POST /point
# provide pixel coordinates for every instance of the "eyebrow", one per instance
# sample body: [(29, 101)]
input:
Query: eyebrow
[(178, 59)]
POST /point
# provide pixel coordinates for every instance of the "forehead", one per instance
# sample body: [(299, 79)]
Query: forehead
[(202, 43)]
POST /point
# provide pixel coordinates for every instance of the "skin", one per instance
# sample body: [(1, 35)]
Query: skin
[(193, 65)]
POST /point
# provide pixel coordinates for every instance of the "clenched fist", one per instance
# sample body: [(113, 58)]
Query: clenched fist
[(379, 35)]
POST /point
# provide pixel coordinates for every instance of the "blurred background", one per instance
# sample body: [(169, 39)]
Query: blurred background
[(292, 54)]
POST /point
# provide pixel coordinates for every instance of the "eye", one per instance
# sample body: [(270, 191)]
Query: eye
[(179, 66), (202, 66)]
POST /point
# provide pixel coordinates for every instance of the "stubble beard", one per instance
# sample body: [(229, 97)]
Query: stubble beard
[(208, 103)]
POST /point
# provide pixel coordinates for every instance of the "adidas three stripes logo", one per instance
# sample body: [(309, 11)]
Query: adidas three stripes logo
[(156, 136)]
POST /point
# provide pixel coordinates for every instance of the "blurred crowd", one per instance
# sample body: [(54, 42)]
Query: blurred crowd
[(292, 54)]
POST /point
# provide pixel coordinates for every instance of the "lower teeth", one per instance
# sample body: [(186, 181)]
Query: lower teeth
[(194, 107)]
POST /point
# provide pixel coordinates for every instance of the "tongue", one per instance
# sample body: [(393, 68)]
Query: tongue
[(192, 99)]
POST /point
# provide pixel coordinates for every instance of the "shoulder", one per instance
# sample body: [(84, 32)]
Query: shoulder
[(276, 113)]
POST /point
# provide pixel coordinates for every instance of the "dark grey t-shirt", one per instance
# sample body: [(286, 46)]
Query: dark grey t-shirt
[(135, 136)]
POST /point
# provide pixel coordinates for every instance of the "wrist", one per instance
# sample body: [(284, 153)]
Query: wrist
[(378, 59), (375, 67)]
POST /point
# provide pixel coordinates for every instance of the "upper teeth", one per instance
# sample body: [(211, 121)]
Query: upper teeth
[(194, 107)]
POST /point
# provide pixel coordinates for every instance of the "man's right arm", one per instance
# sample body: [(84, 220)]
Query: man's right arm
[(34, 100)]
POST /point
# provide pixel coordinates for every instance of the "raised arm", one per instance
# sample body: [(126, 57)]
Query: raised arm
____
#### What you need to do
Can you render all of the material above as a JSON list of strings, one string per line, with blank lines left out?

#### Reply
[
  "POST /point",
  "# provide pixel coordinates for every instance of the \"eyebrow\", one per instance",
  "# sample body: [(29, 101)]",
  "input:",
  "Query: eyebrow",
  "[(178, 59)]",
  "POST /point",
  "# provide pixel coordinates for every instance of the \"forehead\", one per instance",
  "# sample body: [(299, 79)]",
  "Query: forehead",
  "[(202, 43)]",
  "POST /point",
  "# provide pixel coordinates for every instance of the \"skin\", one per instance",
  "# sample body: [(1, 35)]",
  "Query: skin",
  "[(193, 65)]",
  "POST /point",
  "# provide pixel coordinates for every instance of the \"clenched fist\", one per instance",
  "# sample body: [(113, 58)]",
  "Query: clenched fist",
  "[(379, 35)]",
  "POST /point",
  "# provide pixel coordinates for every instance of the \"blurred background\", one per instance",
  "# sample body: [(169, 39)]",
  "Query: blurred background",
  "[(292, 54)]",
  "POST /point",
  "# provide pixel coordinates for every instance of the \"eye\", one per instance",
  "# sample body: [(270, 191)]",
  "Query: eye",
  "[(179, 66), (202, 66)]",
  "POST /point",
  "# provide pixel coordinates for every instance of the \"stubble beard\", one per instance",
  "# sample body: [(229, 97)]",
  "Query: stubble beard",
  "[(208, 103)]",
  "POST /point",
  "# provide pixel coordinates for every instance of the \"adidas three stripes logo\", one per instance",
  "# sample body: [(309, 11)]",
  "Query: adidas three stripes logo",
  "[(156, 136)]",
  "POST /point",
  "# provide pixel coordinates for every instance of the \"blurred crowd\", one per instance",
  "# sample body: [(54, 42)]",
  "Query: blurred crowd",
  "[(292, 54)]",
  "POST /point",
  "# provide pixel coordinates for every instance of the \"lower teeth\", one per instance",
  "# sample body: [(186, 181)]",
  "Query: lower teeth",
  "[(194, 107)]",
  "POST /point",
  "# provide pixel coordinates for every instance of the \"tongue\", one per instance",
  "# sample body: [(393, 68)]",
  "Query: tongue",
  "[(192, 99)]",
  "POST /point",
  "# provide pixel coordinates for every instance of the \"shoulder\", one per instance",
  "# sample body: [(84, 32)]",
  "Query: shoulder",
  "[(276, 113)]",
  "POST /point",
  "# provide pixel coordinates for every instance of the \"dark grey t-shirt\", one per instance",
  "# sample body: [(286, 46)]",
  "Query: dark grey t-shirt",
  "[(135, 136)]",
  "POST /point",
  "# provide pixel coordinates for every instance of the \"wrist\", one per instance",
  "# sample body: [(284, 153)]",
  "Query: wrist",
  "[(378, 59), (375, 67)]",
  "POST /point",
  "# provide pixel coordinates for every instance of the \"upper teeth\", one per instance",
  "# sample body: [(211, 121)]",
  "Query: upper teeth",
  "[(194, 107)]",
  "POST /point",
  "# provide pixel coordinates for every instance of the \"man's right arm\", one per instance",
  "# sample body: [(84, 220)]",
  "Query: man's right arm",
  "[(34, 100)]",
  "POST /point",
  "# provide pixel coordinates for every instance of the \"raised arm\", one per instance",
  "# sample body: [(126, 57)]",
  "Query: raised arm"
]